__TASK DETAILS__. Your output should repeat each record below with no differences.

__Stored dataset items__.
----

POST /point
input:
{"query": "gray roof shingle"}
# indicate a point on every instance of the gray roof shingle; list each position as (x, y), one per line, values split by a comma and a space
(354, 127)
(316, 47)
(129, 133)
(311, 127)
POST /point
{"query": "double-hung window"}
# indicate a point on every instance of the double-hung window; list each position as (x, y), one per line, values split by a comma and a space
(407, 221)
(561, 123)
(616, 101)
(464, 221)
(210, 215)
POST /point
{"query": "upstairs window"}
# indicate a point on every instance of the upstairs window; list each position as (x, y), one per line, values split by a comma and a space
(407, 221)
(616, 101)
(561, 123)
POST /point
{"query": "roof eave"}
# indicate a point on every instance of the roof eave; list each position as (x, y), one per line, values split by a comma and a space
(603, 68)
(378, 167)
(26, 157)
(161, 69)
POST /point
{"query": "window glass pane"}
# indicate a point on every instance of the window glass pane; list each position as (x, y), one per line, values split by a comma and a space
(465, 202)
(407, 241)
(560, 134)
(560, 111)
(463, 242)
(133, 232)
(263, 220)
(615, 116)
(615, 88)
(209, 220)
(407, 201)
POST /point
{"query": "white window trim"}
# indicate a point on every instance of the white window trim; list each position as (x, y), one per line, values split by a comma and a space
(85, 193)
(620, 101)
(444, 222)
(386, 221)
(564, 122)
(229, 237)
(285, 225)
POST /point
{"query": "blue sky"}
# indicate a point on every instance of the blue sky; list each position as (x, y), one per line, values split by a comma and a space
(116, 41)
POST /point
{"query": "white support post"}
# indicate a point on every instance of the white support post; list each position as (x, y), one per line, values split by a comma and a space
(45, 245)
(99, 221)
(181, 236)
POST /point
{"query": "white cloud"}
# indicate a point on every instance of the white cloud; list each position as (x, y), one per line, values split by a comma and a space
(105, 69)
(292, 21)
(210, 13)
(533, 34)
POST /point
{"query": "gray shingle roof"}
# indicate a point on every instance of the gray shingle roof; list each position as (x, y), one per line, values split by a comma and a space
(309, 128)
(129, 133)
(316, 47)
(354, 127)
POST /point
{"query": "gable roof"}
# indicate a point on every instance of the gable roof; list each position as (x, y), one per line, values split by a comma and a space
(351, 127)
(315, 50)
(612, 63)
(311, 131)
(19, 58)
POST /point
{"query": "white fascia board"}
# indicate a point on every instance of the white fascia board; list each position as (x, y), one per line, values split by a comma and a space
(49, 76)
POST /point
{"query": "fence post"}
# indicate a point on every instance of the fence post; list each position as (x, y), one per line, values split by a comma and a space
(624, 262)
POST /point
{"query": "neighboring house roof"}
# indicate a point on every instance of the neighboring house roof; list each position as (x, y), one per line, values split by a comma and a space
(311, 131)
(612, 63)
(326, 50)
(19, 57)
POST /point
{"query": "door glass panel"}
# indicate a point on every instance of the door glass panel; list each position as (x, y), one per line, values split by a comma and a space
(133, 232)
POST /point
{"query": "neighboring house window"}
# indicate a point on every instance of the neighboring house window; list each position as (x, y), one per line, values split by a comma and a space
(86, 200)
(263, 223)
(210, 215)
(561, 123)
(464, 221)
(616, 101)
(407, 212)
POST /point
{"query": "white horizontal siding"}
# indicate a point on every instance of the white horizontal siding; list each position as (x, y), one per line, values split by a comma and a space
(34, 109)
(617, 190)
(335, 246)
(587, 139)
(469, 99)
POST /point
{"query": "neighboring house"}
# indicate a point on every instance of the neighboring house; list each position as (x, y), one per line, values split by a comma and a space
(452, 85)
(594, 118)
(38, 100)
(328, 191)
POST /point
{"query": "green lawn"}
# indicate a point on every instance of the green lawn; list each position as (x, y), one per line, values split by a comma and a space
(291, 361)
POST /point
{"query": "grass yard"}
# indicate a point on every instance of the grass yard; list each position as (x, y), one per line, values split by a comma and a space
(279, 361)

----

__ANSWER FOR THIS EXERCISE__.
POST /point
input:
{"query": "gray roof shingle"}
# indicate a point on every instance of the gray roof shingle; list each position as (x, y), one per line, values split by a comma and a space
(354, 127)
(316, 47)
(129, 133)
(311, 127)
POST /point
{"query": "double-hung window"}
# indicate a point on every instance of the double-hung window; list each position as (x, y), one per line, values split by a comma and a space
(407, 221)
(561, 123)
(616, 101)
(464, 221)
(210, 215)
POST /point
{"query": "upstairs window"}
# indicate a point on every instance of the upstairs window; list each position as (x, y), one per line, values split by a comma and a space
(407, 221)
(616, 101)
(561, 123)
POST /point
{"query": "roof eave"}
# indicate a point on every instance of the roof eave; list each position as (x, y), one per line, values split by a comma and a space
(603, 68)
(378, 167)
(26, 157)
(161, 69)
POST /point
{"query": "window glass pane"}
# indicate a point on every instance of the window glass pane; list each position as (x, y), one per line, values split by a comma and a space
(465, 202)
(407, 241)
(560, 134)
(560, 111)
(463, 242)
(133, 232)
(263, 220)
(615, 116)
(615, 88)
(209, 220)
(407, 201)
POST /point
{"query": "white window trim"}
# indicate a point on every instance of the white window trim; list each position as (x, y), one per line, values split by a comma and a space
(85, 193)
(620, 101)
(444, 222)
(386, 221)
(564, 122)
(229, 237)
(285, 225)
POST /point
{"query": "blue sky"}
# indicate a point on every instance of the blue sky; list each position as (x, y), one per line, values split by a comma and a space
(116, 41)
POST /point
{"query": "white support post"}
# indicate a point on every instance of the white support post; list each position as (x, y), one per line, values split by a comma and a space
(45, 245)
(99, 221)
(181, 236)
POST /point
{"query": "white cloud"}
# indicate a point on every instance of the white cloud; list each position as (x, y), one per line, values split by a comma and a space
(105, 69)
(292, 21)
(210, 13)
(533, 34)
POST /point
{"query": "gray shingle roof"}
# indicate a point on every instance of the gray shingle roof; list each position as (x, y), one per line, values split by a comma and a space
(309, 128)
(129, 133)
(316, 47)
(354, 127)
POST /point
{"query": "gable roof"}
# indicate a point on every instance of the gable roof; list each position as (x, y), one per line, values split by a comma and a space
(351, 127)
(315, 50)
(612, 63)
(311, 131)
(19, 58)
POST /point
{"query": "white fascia board"}
# indicate a point on every instance of the white fascia board; list each position as (x, y), one per line, values split by a comma and a space
(49, 76)
POST /point
{"query": "fence post"}
# indicate a point on every instance of the fence post; list each position as (x, y), one per line, values split by a comma and a space
(624, 262)
POST /point
{"query": "neighboring house roof"}
# indicate a point on every instance of the neighboring house roof; list each position as (x, y), one per line, values split by a comma and a space
(311, 131)
(612, 63)
(326, 50)
(19, 57)
POST /point
{"query": "door glass panel"}
# indicate a point on every instance of the door glass panel; list each position as (x, y), one per line, values split by a comma and a space
(133, 232)
POST /point
{"query": "neighboring house window"}
# indicate a point on every instance of the neighboring house window; list each position as (x, y), one per line, values split by a comma and a space
(86, 200)
(263, 223)
(210, 215)
(561, 123)
(464, 221)
(616, 101)
(407, 212)
POST /point
{"query": "white horizontal siding"}
# indicate a point on every instance of the white horizontal siding; list each position as (x, y), one per line, values split by a comma and a space
(34, 109)
(617, 190)
(335, 246)
(587, 139)
(469, 99)
POST /point
{"query": "neighboring house"}
# indicate a point on every instance of the neighboring house; list each position as (x, y), one per line, values split by a comma and a space
(452, 85)
(594, 118)
(38, 100)
(328, 191)
POST /point
{"query": "green lawn"}
# indicate a point on every instance of the green lawn; list each position as (x, y), one per line, values split by a comma and a space
(291, 361)
POST /point
{"query": "grass yard"}
# indicate a point on every instance of the grass yard; list each position as (x, y), one per line, values split by a comma and a space
(279, 361)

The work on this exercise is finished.